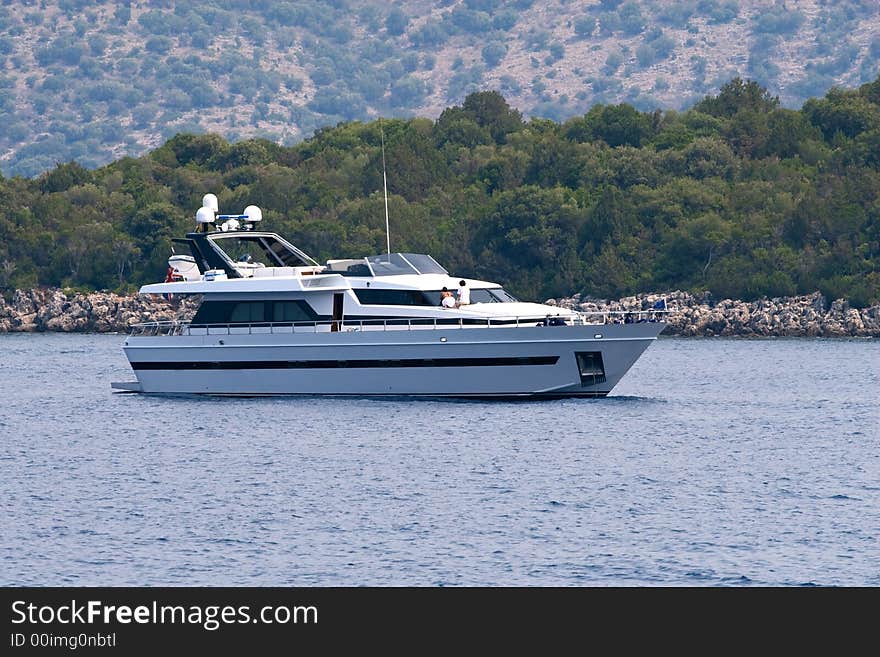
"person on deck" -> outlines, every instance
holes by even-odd
[[[471,302],[471,291],[464,280],[458,282],[458,306],[467,306]]]

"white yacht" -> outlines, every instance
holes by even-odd
[[[519,301],[450,274],[428,255],[320,265],[262,213],[218,214],[208,194],[175,242],[167,282],[141,294],[201,295],[184,322],[132,327],[132,392],[209,395],[602,397],[665,324],[650,309],[615,317]],[[442,304],[460,282],[470,303]],[[452,306],[452,307],[448,307]]]

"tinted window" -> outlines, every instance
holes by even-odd
[[[266,303],[264,301],[243,301],[235,304],[230,324],[249,324],[266,321]]]
[[[314,312],[308,312],[302,301],[276,301],[273,305],[273,322],[308,322],[314,319]],[[309,311],[311,308],[308,309]]]
[[[358,301],[364,305],[382,306],[435,306],[440,303],[440,293],[437,293],[437,301],[426,298],[421,290],[377,290],[367,288],[354,290]]]
[[[308,322],[320,319],[306,301],[205,301],[192,323],[254,324]]]

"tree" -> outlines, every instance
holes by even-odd
[[[779,106],[779,98],[771,96],[754,80],[744,82],[736,77],[724,86],[717,96],[706,96],[694,105],[694,110],[717,117],[730,118],[742,110],[772,112]]]

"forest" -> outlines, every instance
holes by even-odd
[[[293,146],[178,134],[142,157],[0,178],[0,289],[162,280],[202,196],[255,204],[318,261],[391,247],[526,299],[820,290],[880,301],[880,77],[785,109],[735,78],[686,111],[595,105],[564,122],[495,91],[436,121],[340,122]]]

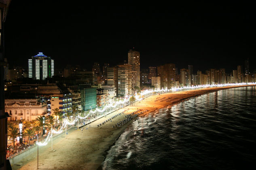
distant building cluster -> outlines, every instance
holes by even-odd
[[[256,73],[250,71],[249,59],[231,73],[225,68],[202,73],[195,71],[191,65],[178,70],[172,63],[141,69],[140,52],[130,50],[127,57],[115,66],[95,62],[91,70],[78,65],[57,68],[54,60],[42,52],[28,59],[26,68],[9,68],[5,59],[4,106],[11,116],[8,119],[31,121],[53,114],[56,109],[63,113],[74,108],[88,112],[140,89],[256,82]]]

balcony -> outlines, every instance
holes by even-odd
[[[40,113],[32,113],[32,116],[43,116],[47,114],[47,112],[44,112],[42,114]]]
[[[72,103],[72,101],[68,101],[68,102],[60,102],[59,103],[59,104],[68,104],[68,103]]]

* [SHORT TASK] Could you rewrite the lines from the one holding "distant building cluster" through the end of the material, both ends included, with every coordinate in the answers multiplied by 0.7 and rounded to a whole number (halves rounded up)? Keep the requests unchanged, and give only those lines.

* [THE SOLUTION]
distant building cluster -> outlines, every instance
holes by even-odd
[[[179,51],[175,50],[174,41],[162,51],[158,48],[141,51],[137,50],[134,46],[125,49],[120,44],[99,48],[98,36],[91,35],[89,40],[81,46],[67,43],[64,49],[55,46],[40,48],[38,42],[29,36],[20,41],[18,48],[6,48],[4,41],[3,74],[8,81],[6,83],[22,85],[37,80],[39,76],[44,79],[52,76],[62,78],[98,62],[179,57]]]

balcony -> outlines, every instance
holes by even-odd
[[[28,79],[22,79],[22,81],[30,81],[33,80],[33,78],[31,78],[29,80]]]
[[[50,72],[50,71],[48,71],[48,71],[42,71],[41,72],[41,73],[48,73],[48,72]]]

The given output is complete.